> Point-per-instance localization data
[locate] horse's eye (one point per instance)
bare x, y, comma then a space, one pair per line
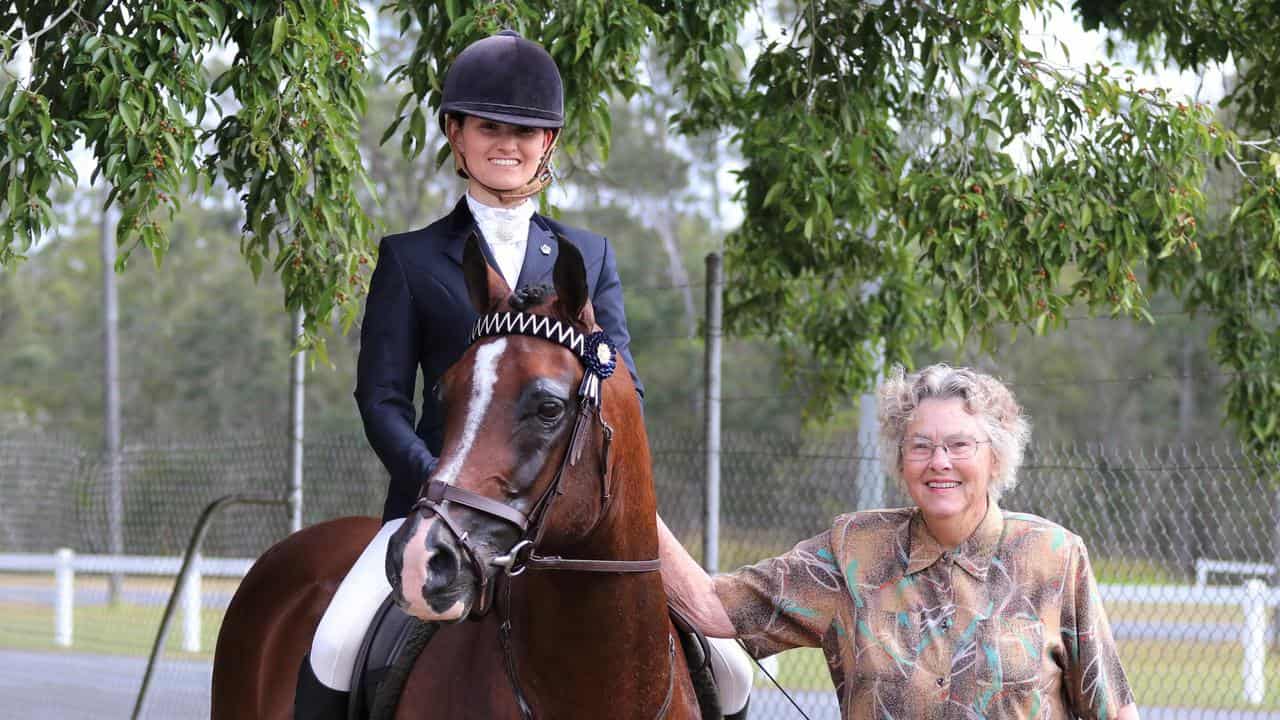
551, 409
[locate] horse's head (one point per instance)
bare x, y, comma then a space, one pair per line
512, 408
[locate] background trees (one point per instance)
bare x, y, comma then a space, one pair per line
909, 174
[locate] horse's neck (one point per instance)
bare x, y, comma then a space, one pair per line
603, 629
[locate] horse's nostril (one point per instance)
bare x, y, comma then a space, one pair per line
442, 569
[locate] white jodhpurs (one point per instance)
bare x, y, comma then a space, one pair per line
734, 673
342, 629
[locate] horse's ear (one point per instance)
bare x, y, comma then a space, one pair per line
484, 285
570, 277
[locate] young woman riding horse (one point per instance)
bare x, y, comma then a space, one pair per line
543, 442
501, 109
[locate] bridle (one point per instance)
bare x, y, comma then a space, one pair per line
599, 360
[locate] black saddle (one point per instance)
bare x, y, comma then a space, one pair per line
394, 639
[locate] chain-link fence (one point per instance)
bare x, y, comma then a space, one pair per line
1175, 536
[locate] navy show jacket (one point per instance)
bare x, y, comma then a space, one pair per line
419, 315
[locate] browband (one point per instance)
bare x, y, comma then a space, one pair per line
595, 350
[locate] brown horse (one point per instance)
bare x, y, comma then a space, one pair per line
544, 466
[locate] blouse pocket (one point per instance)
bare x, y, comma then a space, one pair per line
897, 646
1010, 652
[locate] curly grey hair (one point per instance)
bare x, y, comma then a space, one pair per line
983, 396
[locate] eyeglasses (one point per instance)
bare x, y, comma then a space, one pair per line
958, 447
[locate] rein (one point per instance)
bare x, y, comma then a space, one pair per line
599, 360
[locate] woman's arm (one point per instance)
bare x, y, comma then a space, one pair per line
690, 588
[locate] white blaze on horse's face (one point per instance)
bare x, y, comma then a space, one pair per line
417, 550
484, 377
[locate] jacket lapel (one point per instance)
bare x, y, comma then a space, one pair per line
539, 254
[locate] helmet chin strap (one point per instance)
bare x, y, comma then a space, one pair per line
542, 177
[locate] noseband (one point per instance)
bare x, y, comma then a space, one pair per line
599, 360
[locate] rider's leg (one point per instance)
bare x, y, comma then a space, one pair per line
342, 628
734, 674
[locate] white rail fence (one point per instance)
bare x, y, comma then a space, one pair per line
65, 564
1253, 597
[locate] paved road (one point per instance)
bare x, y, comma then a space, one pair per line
58, 686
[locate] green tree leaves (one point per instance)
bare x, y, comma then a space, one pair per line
910, 172
128, 80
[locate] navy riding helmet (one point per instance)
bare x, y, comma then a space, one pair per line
504, 78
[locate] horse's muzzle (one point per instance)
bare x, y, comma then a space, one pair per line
429, 574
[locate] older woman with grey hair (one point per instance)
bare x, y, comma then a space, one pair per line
950, 607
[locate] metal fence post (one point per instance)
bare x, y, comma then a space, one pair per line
297, 404
711, 537
64, 579
1255, 641
191, 591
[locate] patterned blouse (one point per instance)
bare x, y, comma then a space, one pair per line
1006, 625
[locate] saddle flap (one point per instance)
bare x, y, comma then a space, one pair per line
698, 655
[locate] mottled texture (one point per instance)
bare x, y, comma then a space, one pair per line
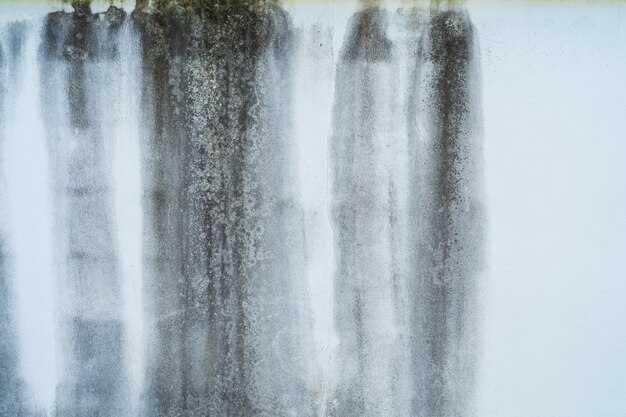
284, 262
448, 216
224, 323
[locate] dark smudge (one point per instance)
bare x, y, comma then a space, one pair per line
217, 213
447, 223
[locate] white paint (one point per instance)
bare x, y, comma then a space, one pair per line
25, 166
554, 321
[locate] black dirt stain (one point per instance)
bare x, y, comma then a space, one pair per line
213, 185
447, 224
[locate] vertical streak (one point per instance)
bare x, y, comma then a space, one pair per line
367, 148
122, 128
77, 53
12, 400
28, 214
447, 224
222, 230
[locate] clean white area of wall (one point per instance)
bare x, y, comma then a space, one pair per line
554, 324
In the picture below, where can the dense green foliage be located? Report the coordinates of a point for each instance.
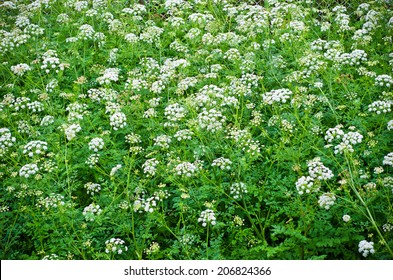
(204, 129)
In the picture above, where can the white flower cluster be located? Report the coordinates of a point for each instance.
(162, 141)
(388, 159)
(174, 113)
(118, 120)
(346, 218)
(334, 133)
(347, 139)
(150, 167)
(366, 248)
(187, 169)
(277, 96)
(131, 38)
(19, 103)
(86, 31)
(96, 144)
(232, 55)
(112, 108)
(35, 106)
(116, 246)
(384, 80)
(51, 62)
(238, 189)
(207, 217)
(149, 204)
(184, 134)
(387, 227)
(92, 160)
(317, 170)
(326, 200)
(28, 170)
(380, 107)
(352, 138)
(20, 69)
(354, 58)
(35, 148)
(102, 94)
(90, 212)
(115, 169)
(133, 138)
(222, 163)
(305, 184)
(71, 130)
(151, 34)
(212, 120)
(109, 75)
(52, 201)
(6, 140)
(92, 188)
(51, 257)
(153, 248)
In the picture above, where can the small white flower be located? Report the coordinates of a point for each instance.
(366, 248)
(346, 218)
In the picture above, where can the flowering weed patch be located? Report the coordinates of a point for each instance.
(202, 129)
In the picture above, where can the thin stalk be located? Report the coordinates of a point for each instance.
(369, 215)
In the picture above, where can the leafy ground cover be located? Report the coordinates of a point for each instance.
(203, 129)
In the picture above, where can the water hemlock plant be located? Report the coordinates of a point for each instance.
(201, 129)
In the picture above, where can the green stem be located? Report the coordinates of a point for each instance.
(369, 215)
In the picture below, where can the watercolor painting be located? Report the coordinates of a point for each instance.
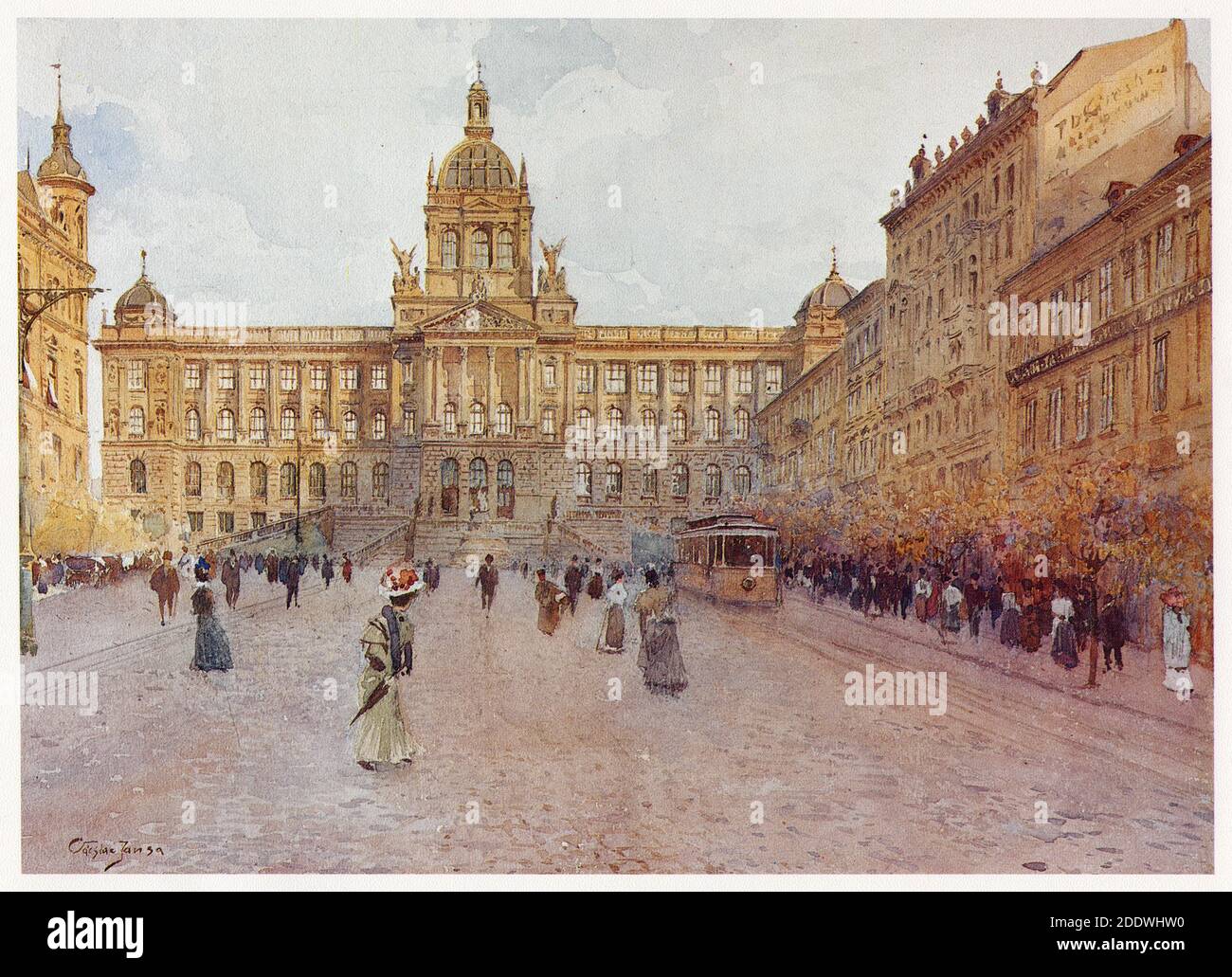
(619, 446)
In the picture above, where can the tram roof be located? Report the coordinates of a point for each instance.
(726, 522)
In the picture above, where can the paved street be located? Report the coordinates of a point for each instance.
(531, 768)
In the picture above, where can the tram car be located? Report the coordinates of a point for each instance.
(730, 558)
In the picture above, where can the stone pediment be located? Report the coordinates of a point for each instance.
(479, 317)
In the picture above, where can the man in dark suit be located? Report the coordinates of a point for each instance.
(573, 584)
(487, 582)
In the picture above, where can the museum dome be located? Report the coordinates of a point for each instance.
(832, 294)
(140, 295)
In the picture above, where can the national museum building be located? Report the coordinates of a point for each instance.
(485, 401)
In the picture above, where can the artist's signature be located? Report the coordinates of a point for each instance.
(112, 853)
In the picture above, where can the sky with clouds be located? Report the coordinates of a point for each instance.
(742, 149)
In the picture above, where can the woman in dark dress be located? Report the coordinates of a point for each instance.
(213, 648)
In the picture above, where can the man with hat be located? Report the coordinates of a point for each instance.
(165, 582)
(487, 581)
(387, 644)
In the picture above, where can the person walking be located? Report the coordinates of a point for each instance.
(1010, 619)
(487, 581)
(1177, 644)
(550, 599)
(923, 593)
(573, 584)
(1112, 631)
(1064, 644)
(292, 581)
(663, 669)
(387, 645)
(611, 632)
(212, 648)
(973, 594)
(165, 582)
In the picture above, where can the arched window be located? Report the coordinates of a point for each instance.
(480, 249)
(350, 480)
(615, 424)
(192, 479)
(505, 489)
(679, 424)
(614, 480)
(258, 479)
(582, 480)
(740, 431)
(649, 481)
(742, 480)
(450, 487)
(317, 479)
(679, 479)
(136, 476)
(505, 249)
(226, 425)
(226, 480)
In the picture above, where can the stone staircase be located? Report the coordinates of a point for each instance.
(356, 528)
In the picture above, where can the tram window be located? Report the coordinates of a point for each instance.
(740, 550)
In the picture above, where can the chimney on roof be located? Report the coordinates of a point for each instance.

> Problem to work on
Repeat each line of the records above exactly, but do not copy the pictures.

> Solution to this exercise
[locate] horse's eye (one point per instance)
bare x, y, comma then a space, one pair per line
551, 409
[locate] horse's head (one point per instance)
bare x, y, comma then a space, one pair per line
512, 408
[locate] background trees (one point per instance)
bare x, y, comma then a space, one pair per line
909, 174
[locate] horse's neck (one point per instance)
bare x, y, comma then a space, one pair per line
603, 629
[locate] horse's nostril (one point per instance)
bare x, y, comma then a space, one pair per line
442, 569
[locate] white jodhpurs (one point per instance)
bare x, y, comma then a space, one pair per line
734, 673
342, 629
[locate] horse's ear (one point per instance)
bare x, y, comma then a space, one pair per line
484, 285
570, 277
[locate] young woman riding horse (one point per instance)
bare x, y, comma then a space, one pair per line
543, 442
501, 109
[locate] bridle (one point per instance)
bare x, y, comma then a space, one pair per line
599, 360
[locate] black saddle (one point per instance)
bare x, y, comma then a space, one pair per line
394, 639
[locate] chain-link fence (one point per instance)
bare x, y, comma then a space, one pair per line
1175, 536
[locate] navy show jacket (one point per instance)
bare x, y, comma then a space, one pair per line
419, 315
[locate] browband (one point per instance)
bare x, y, comma then a space, one pair per line
595, 350
[locate] brown horse (one point per instance)
bare x, y, comma then a space, one pair per line
544, 466
[locate] blouse pocket (one point per instance)
bare x, y, comma then a space, one pair per line
897, 646
1010, 652
[locate] curly grey hair (one point per instance)
bare x, y, comma then a space, one pair per line
983, 396
[locate] eyeglasses (one point per instance)
bare x, y, comma then a space, one pair per line
958, 447
[locate] rein (one point per instance)
bare x, y, comma then a space, one pair per line
599, 360
[locate] woman's arm (one point per instance)
bare x, y, comma then a space, one pair per line
690, 588
[locate] white blaze on horse's face (one point per instance)
bare x, y, comma then a space, one pair per line
417, 550
484, 377
[locate] jacket lapel (one point per instance)
bare x, y, comma then a space, one pair per line
539, 254
[locate] helmet chin strap (one point per instance)
bare x, y, comma then a space, one pair per line
542, 177
[locate] noseband (one point per instance)
bare x, y, comma then a space, one pair per line
599, 360
[locate] rider's leg (one point per instance)
bare x, y, comma then a space, one pair per line
342, 628
734, 674
[locate] white rail fence (one point per instance)
bare x, y, comma then a space, one pair per line
65, 564
1253, 597
[locate] paved road (one point per instance)
bare x, y, comma then a space, one pair per line
58, 686
[locate] green tree leaves (one point per instance)
bare x, y, comma then a space, one pair per line
910, 172
128, 80
[locate] navy riding helmet (one point per instance)
bare x, y, comma then a space, one pair per line
504, 78
[locate] horse's muzzle (one point per instance)
bare x, y, comma then a space, one pair per line
429, 574
[locate] older woman with grey hair (one point per instance)
bare x, y, comma then a space, one pair per line
950, 607
[locate] metal fence post (one point per instance)
bare x, y, comma then a space, one pair per line
297, 404
711, 537
64, 579
1255, 641
191, 591
[locate] patterned blouse (one point per instance)
bare x, y, comma then a space, one pair per line
1006, 625
[locate] saddle flap (one point per instance)
bare x, y, comma then a space, one pair per line
698, 655
[locate] mottled texture (one point per instance)
bare x, y, comma then a space, one pair per line
284, 262
448, 216
224, 323
[locate] dark smudge (one point per instance)
bare x, y, comma then a space, one pair per line
217, 213
447, 223
[locate] white paint (one point per instance)
bare x, y, comma then a space, one pair per line
25, 166
554, 321
[locate] black dirt stain (one point per instance)
bare x, y, comma then a space, one pair per line
213, 185
447, 224
[locate] vertical streak (one point per instance)
bare x, y, comma then a space, one pair per line
367, 148
122, 128
77, 53
12, 400
28, 214
447, 224
222, 230
[locate] clean white area of wall (one point per instance)
bare x, y, comma then a space, one pair per line
554, 324
In the picture below, where can the dense green foliage be located? Report the coordinates of a point for each instance.
(204, 129)
In the picture above, where can the white flower cluster be located? Report the coordinates of a point for each instance.
(162, 141)
(388, 159)
(174, 113)
(118, 120)
(346, 218)
(334, 133)
(347, 139)
(150, 167)
(366, 248)
(187, 169)
(277, 96)
(131, 38)
(19, 103)
(86, 31)
(96, 144)
(232, 55)
(112, 108)
(35, 106)
(116, 246)
(384, 80)
(51, 62)
(238, 189)
(207, 217)
(149, 204)
(184, 134)
(387, 227)
(92, 160)
(317, 170)
(326, 200)
(28, 170)
(380, 107)
(352, 138)
(20, 69)
(354, 58)
(35, 148)
(102, 94)
(90, 212)
(115, 169)
(133, 138)
(222, 163)
(305, 184)
(71, 130)
(151, 34)
(212, 120)
(109, 75)
(52, 201)
(6, 140)
(92, 188)
(51, 257)
(153, 248)
In the picture above, where can the small white flower be located? Report the coordinates of a point for each instance.
(366, 248)
(346, 218)
In the picture above, where can the flowering weed patch be located? Report the coordinates of a point for each instance.
(202, 129)
In the picture above, where can the thin stalk be located? Report the coordinates of a point for each instance.
(369, 215)
In the picture above, where can the leafy ground cover be located? Report the coordinates of a point for each instance.
(203, 129)
In the picture above, where can the water hemlock plant be located? Report the coordinates of a point for each instance.
(201, 129)
In the picture above, where can the green stem be located? Report the coordinates of a point for each instance.
(369, 215)
In the picture below, where can the watercolor painting be located? Report the coordinates of a point for each instance.
(619, 446)
In the picture above, where can the tram roof be located? Report the coordinates of a point for each instance.
(726, 522)
In the picture above, where can the paved street be located? Report the coordinates of a point for each instance.
(531, 768)
In the picture above, where can the tram car be located? Report the coordinates of a point for each instance.
(730, 558)
In the picture above, where can the stone pediment be located? Report the coordinates of a point for each instance.
(479, 317)
In the picture above, where can the man in dark suit be located? Report the coordinates of a point for each instance.
(573, 584)
(487, 582)
In the picture above, where can the museum dome be located? Report the coordinates of a point for each instance.
(832, 294)
(140, 295)
In the picture above, where can the national museum building be located? Report the coordinates of a point for each instance.
(485, 401)
In the picture above, where can the artist's signature be located? Report the coordinates of a point for each instance.
(112, 853)
In the picture above, where can the sky with clouds be located? Report the coordinates of a point for each instance.
(742, 149)
In the picture above, where can the woman in dark dress be located? Report the coordinates of a point for each instance.
(213, 648)
In the picture above, where can the man with hat be located? Report the coordinates of a point for each instance.
(165, 582)
(487, 581)
(387, 644)
In the picture above, where can the person walking be located? Report the coordinates of a point for each instance.
(1010, 619)
(487, 581)
(1177, 644)
(550, 599)
(923, 593)
(573, 584)
(1112, 631)
(1064, 644)
(292, 581)
(663, 669)
(387, 645)
(611, 632)
(212, 648)
(973, 594)
(165, 582)
In the picture above, where can the arched window be located? Report the coordinates of a point for each instance.
(480, 249)
(350, 480)
(615, 424)
(192, 479)
(505, 489)
(679, 424)
(614, 480)
(258, 479)
(582, 480)
(740, 431)
(649, 481)
(742, 480)
(450, 487)
(317, 479)
(679, 479)
(136, 476)
(505, 249)
(226, 425)
(226, 480)
In the picture above, where can the stone staircase be located? Report the coordinates of a point for each instance.
(356, 528)
In the picture above, where can the tram window be located? Report the coordinates of a point for each instance.
(740, 550)
In the picture above, where can the chimney on roof be located? Report the coordinates of a point for each instance.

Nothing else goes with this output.